» **TASK DETAILS**
Copy the material below line for line, without changing anything.

Saved entries:
— Start —
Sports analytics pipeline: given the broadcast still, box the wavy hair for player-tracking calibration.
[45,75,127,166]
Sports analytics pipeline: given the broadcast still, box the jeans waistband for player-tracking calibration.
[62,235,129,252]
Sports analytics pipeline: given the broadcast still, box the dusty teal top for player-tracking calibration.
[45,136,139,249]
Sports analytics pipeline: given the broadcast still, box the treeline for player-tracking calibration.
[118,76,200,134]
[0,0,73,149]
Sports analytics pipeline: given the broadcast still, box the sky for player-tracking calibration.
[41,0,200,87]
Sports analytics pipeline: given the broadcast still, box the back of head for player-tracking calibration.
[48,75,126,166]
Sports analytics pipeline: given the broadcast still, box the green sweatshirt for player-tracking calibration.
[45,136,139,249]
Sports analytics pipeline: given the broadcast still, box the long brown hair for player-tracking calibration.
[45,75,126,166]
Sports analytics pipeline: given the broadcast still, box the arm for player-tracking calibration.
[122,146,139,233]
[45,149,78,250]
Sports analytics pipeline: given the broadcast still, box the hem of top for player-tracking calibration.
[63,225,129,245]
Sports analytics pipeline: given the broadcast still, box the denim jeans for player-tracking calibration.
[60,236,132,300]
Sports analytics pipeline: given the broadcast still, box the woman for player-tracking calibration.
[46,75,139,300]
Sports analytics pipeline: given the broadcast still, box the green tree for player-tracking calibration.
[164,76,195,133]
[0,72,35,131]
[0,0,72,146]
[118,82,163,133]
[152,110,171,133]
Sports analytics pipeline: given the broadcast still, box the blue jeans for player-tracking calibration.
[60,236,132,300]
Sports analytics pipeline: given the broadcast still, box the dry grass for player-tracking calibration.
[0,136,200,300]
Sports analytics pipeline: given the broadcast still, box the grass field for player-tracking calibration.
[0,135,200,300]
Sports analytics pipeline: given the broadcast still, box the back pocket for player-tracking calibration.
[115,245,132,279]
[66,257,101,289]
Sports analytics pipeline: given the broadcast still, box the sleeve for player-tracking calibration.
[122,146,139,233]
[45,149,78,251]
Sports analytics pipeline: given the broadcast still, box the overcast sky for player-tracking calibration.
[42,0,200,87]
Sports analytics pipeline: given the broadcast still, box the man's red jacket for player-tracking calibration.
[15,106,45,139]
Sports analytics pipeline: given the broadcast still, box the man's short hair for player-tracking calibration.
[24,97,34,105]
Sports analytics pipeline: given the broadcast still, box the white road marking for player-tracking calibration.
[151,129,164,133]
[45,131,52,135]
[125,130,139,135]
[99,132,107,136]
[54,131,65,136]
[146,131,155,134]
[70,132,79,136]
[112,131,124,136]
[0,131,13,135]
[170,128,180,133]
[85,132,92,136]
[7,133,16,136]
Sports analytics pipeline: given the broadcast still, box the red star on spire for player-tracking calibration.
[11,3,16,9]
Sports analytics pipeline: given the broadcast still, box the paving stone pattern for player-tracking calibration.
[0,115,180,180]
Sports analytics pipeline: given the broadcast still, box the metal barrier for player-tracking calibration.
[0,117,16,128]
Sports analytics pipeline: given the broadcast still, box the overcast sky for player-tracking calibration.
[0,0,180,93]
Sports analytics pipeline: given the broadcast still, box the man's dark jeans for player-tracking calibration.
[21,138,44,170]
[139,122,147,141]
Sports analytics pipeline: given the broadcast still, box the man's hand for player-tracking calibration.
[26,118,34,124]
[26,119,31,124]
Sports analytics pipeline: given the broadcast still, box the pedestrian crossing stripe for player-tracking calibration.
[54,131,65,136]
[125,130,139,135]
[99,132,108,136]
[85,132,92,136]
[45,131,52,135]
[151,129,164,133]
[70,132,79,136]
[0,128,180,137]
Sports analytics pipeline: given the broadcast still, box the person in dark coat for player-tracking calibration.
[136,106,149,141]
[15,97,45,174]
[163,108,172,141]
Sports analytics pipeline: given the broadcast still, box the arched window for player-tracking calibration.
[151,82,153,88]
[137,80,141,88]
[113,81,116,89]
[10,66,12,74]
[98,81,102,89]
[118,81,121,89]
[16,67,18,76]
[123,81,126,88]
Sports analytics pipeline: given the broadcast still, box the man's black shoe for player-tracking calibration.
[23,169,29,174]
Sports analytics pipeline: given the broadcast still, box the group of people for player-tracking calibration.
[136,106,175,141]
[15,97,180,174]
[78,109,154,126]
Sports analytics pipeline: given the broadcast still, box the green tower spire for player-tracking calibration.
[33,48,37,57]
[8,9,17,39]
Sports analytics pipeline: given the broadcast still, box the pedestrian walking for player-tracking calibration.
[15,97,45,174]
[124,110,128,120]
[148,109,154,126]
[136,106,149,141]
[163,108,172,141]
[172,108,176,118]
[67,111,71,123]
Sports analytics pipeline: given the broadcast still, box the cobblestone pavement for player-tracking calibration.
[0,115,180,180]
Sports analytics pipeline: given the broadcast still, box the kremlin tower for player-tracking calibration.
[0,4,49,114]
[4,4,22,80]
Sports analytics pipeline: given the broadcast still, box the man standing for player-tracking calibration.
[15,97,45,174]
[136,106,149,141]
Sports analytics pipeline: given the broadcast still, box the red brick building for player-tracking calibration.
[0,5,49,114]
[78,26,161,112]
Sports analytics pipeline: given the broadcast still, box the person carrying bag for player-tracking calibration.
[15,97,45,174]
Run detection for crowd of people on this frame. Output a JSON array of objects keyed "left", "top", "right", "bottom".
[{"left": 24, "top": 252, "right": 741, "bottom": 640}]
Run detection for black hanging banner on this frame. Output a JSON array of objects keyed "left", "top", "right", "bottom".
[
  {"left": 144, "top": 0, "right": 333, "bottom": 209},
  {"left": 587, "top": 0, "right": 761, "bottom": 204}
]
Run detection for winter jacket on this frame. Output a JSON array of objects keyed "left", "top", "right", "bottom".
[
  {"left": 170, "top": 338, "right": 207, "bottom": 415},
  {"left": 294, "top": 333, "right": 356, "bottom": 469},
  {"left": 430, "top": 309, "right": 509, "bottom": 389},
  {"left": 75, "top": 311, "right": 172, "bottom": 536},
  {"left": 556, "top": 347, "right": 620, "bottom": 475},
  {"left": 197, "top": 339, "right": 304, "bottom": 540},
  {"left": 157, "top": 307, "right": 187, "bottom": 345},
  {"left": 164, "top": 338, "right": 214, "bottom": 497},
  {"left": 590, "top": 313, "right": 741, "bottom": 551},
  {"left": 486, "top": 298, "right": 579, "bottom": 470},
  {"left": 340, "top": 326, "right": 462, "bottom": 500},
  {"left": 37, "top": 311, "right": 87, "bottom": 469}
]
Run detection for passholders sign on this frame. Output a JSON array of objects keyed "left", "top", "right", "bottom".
— End —
» **EXERCISE SOLUTION**
Sports analytics pipeline: given the broadcast still, box the wavy hair for player-tracking calibration.
[45,75,127,166]
Sports analytics pipeline: given the broadcast still, box the jeans waistband for player-tracking calibration.
[62,235,129,252]
Sports analytics pipeline: given the broadcast still, box the dusty teal top for player-tracking calibration.
[45,136,139,249]
Sports analytics pipeline: given the broadcast still, box the treeline for player-tracking calibration.
[118,76,200,134]
[0,0,73,149]
Sports analytics pipeline: given the broadcast still, box the sky for player-tracking calibration.
[41,0,200,87]
Sports analytics pipeline: given the broadcast still, box the back of head for player-tracking calibration.
[48,75,126,166]
Sports analytics pipeline: given the broadcast still, box the green sweatshirt for player-tracking calibration.
[45,136,139,249]
Sports analytics pipeline: given the broadcast still, box the long brown hair for player-tracking calibration.
[45,75,126,166]
Sports analytics pipeline: given the broadcast still, box the arm for player-tracking calibration.
[122,146,139,233]
[45,149,78,250]
Sports analytics pipeline: given the broadcast still, box the hem of top for player-tracking calibration.
[63,225,129,245]
Sports analytics pipeline: given the broadcast still, box the denim jeans for player-tracking calibration.
[60,236,132,300]
Sports analytics pipeline: given the broadcast still, box the woman for player-tracking calibration.
[46,75,139,300]
Sports analytics pipeline: given the broadcast still, box the green tree for player-tracking calibration.
[164,76,195,133]
[0,72,35,131]
[0,0,72,146]
[118,82,163,133]
[152,110,171,133]
Sports analytics pipeline: given the broadcast still, box the blue jeans for player-tracking calibration.
[60,236,132,300]
Sports analytics pipeline: given the broadcast still, box the dry grass for player-tracking calibration.
[0,136,200,300]
Sports analytics pipeline: given the broadcast still, box the grass field for player-tracking calibration.
[0,135,200,300]
Sports analytics pipeline: given the broadcast still, box the back pocket for player-tracking calibration.
[115,245,132,279]
[66,257,101,289]
Sports analytics pipeline: given the broadcast still, box the sleeve for player-tracking calibration.
[122,146,139,233]
[45,149,78,251]
Sports analytics pipeline: given the broadcast still, box the overcast sky for player-tracking calibration.
[42,0,200,87]
Sports analytics pipeline: given the broadcast still, box the man's red jacket for player-tracking calibration.
[15,106,45,139]
Sports analytics pipeline: given the broadcast still, box the man's short hair for player-tracking calibration.
[24,97,34,105]
Sports analytics pipeline: given the broadcast still, box the white road marking for player-tracking calibration.
[151,129,164,133]
[45,131,52,135]
[125,130,139,135]
[99,132,107,136]
[54,131,65,136]
[146,131,155,134]
[70,132,79,136]
[112,131,124,136]
[0,131,13,135]
[170,128,180,133]
[85,132,92,136]
[7,133,16,136]
Sports analytics pipeline: given the broadcast still, box the red star on spire for player-tracking calibration.
[11,3,16,9]
Sports analytics pipeline: given the broadcast still, box the paving stone pattern for player-tracking calibration.
[0,115,180,180]
Sports analytics pipeline: given the broadcast still, box the metal barrier for player-tracking calibration.
[0,117,16,128]
Sports analytics pipeline: given the broadcast still, box the overcast sky for player-tracking calibration.
[0,0,180,93]
Sports analytics pipeline: given the broadcast still, box the man's dark jeans for player-tracking calibration.
[21,138,44,170]
[139,122,147,141]
Sports analytics pipeline: given the broadcast still, box the man's hand for player-tracking calibration.
[26,118,34,124]
[26,119,31,124]
Sports analytics pipeline: given the broadcast still, box the pedestrian crossing stripe for player-tracking calibration.
[54,131,65,136]
[125,130,139,135]
[99,132,108,136]
[85,132,92,136]
[45,131,52,135]
[151,129,164,133]
[70,132,79,136]
[0,128,180,137]
Sports analytics pipeline: given the broadcast still, box the person in dark coat for player-tracking calibration.
[136,106,149,141]
[15,97,45,174]
[163,108,172,141]
Sports analytics pipeline: given the broadcast still, box the arched window for player-tracking calibration.
[151,82,153,88]
[137,80,141,88]
[113,81,116,89]
[10,66,12,74]
[98,81,102,89]
[118,81,121,89]
[16,67,18,76]
[123,81,126,88]
Sports analytics pipeline: given the broadcast still, box the man's black shoe for player-tracking calibration.
[23,169,29,174]
Sports analytics pipeline: given the broadcast still, box the group of people for player-tracking calibration.
[136,106,175,141]
[15,97,180,174]
[78,109,154,126]
Sports analytics pipeline: given the broadcast still, box the green tower spire for player-tracking calibration.
[33,48,37,57]
[8,9,17,39]
Sports analytics pipeline: given the broadcast still, box the pedestrian walking for player-tracking calibration.
[15,97,45,174]
[124,110,128,120]
[148,109,154,126]
[136,106,149,141]
[163,108,172,141]
[172,108,176,118]
[67,111,71,123]
Sports analytics pipeline: given the broadcast still, box the cobblestone pavement for player-tracking calibration.
[0,115,180,180]
Sports analytics pipeline: given the broadcast still, box the kremlin tower for player-tracking calibration.
[0,4,49,114]
[4,4,22,80]
Sports analytics pipeline: given the broadcast still, box the man standing for player-tracking calibration.
[15,97,45,174]
[136,106,149,141]
Sports analytics pipeline: given the broadcast still, box the red brick building for player-tracking calibration.
[0,5,49,114]
[78,26,161,112]
Sports analytics pipeline: given the broadcast still, box the person carrying bag for player-tracking calibration.
[15,97,45,174]
Run detection for crowd of people on this frame. Output a JSON array of objects keyed "left", "top", "right", "bottom".
[{"left": 24, "top": 252, "right": 741, "bottom": 640}]
Run detection for black hanging banner on this frame. Output a JSON array of objects keyed "left", "top", "right", "bottom".
[
  {"left": 144, "top": 0, "right": 333, "bottom": 209},
  {"left": 587, "top": 0, "right": 761, "bottom": 204}
]
Run detection for winter jacket on this frame. Output a JSON array of objects keyed "left", "top", "right", "bottom".
[
  {"left": 170, "top": 338, "right": 207, "bottom": 415},
  {"left": 294, "top": 333, "right": 356, "bottom": 469},
  {"left": 430, "top": 309, "right": 509, "bottom": 389},
  {"left": 75, "top": 311, "right": 172, "bottom": 536},
  {"left": 556, "top": 347, "right": 620, "bottom": 475},
  {"left": 197, "top": 339, "right": 304, "bottom": 540},
  {"left": 157, "top": 307, "right": 187, "bottom": 345},
  {"left": 164, "top": 338, "right": 214, "bottom": 497},
  {"left": 590, "top": 313, "right": 741, "bottom": 551},
  {"left": 486, "top": 298, "right": 579, "bottom": 470},
  {"left": 340, "top": 326, "right": 462, "bottom": 500},
  {"left": 37, "top": 311, "right": 87, "bottom": 469}
]
Run detection for passholders sign on this frame. Output a JSON array of objects keyed "left", "top", "right", "bottom".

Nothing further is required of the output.